Pick out every line below that contains the string "snow", and copy each one in full.

** start of Records supplied **

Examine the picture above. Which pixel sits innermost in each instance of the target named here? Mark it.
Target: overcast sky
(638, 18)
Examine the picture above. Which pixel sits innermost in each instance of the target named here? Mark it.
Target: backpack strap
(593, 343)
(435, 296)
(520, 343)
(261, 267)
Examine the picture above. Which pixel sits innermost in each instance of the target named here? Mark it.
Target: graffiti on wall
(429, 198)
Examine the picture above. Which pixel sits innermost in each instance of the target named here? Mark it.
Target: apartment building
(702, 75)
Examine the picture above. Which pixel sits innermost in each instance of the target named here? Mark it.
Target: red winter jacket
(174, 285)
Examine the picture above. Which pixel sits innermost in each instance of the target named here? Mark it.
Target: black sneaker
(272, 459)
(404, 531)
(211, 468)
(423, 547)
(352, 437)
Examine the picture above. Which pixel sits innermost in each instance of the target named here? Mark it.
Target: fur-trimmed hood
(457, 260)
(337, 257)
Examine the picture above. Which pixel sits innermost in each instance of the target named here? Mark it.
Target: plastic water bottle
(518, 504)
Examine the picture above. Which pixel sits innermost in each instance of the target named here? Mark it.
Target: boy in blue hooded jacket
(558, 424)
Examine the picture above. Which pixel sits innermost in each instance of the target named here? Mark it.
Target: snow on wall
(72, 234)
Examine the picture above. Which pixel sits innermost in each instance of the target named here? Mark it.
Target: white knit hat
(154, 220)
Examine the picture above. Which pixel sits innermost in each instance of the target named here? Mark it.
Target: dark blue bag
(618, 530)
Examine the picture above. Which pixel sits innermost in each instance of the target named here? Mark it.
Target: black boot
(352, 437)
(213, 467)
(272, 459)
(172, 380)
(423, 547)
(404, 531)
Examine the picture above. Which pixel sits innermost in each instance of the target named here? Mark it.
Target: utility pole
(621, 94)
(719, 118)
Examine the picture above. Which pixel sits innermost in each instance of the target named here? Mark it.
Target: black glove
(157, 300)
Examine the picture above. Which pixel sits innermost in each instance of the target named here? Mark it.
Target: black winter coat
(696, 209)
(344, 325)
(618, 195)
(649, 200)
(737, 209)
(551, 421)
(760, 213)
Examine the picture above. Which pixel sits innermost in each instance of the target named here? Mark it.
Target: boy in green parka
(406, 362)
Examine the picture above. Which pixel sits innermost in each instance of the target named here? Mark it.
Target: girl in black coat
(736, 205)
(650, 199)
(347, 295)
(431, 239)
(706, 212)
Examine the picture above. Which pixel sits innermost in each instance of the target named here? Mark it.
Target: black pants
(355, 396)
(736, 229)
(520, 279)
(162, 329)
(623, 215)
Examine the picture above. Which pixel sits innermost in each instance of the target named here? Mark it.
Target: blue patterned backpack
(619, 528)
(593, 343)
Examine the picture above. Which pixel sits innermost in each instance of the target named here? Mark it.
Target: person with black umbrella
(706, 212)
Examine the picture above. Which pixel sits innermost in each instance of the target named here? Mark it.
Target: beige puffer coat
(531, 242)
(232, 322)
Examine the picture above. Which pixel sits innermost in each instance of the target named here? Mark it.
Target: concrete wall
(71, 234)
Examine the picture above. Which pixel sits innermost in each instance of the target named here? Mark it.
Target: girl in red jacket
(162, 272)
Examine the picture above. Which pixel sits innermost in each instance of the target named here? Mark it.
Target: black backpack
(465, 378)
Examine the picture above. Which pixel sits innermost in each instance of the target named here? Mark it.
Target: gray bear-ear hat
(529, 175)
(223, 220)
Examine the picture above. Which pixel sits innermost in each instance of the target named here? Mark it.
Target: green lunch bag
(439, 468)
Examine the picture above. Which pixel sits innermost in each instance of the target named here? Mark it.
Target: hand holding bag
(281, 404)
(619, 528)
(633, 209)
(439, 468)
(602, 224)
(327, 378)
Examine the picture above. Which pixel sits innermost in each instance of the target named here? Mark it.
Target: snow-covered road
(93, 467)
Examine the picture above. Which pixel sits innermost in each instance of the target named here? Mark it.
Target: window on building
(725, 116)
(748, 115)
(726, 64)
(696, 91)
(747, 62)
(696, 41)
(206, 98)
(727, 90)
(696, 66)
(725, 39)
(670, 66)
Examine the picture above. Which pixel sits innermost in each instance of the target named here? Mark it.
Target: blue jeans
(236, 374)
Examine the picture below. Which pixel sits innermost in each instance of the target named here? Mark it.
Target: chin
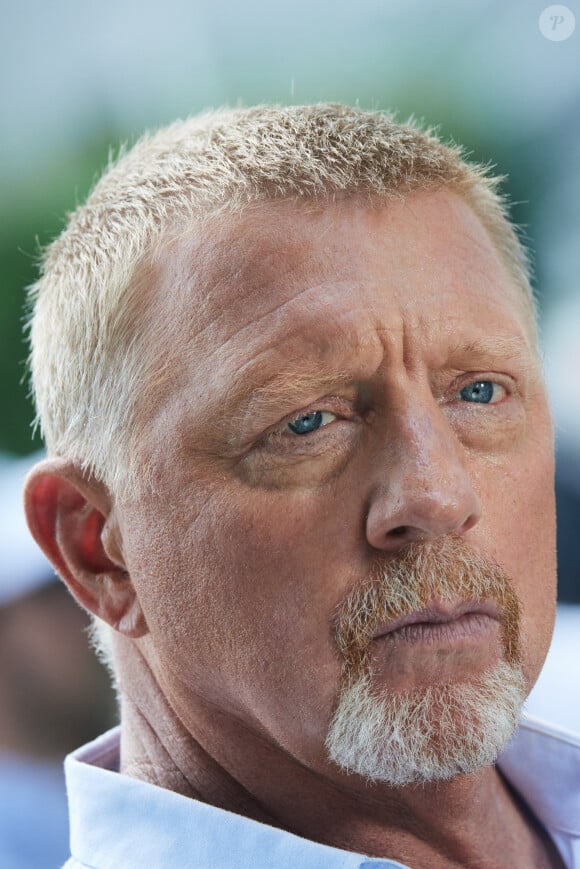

** end of Records supplied **

Response to this exercise:
Target: snow on wall
Target: snow-covered road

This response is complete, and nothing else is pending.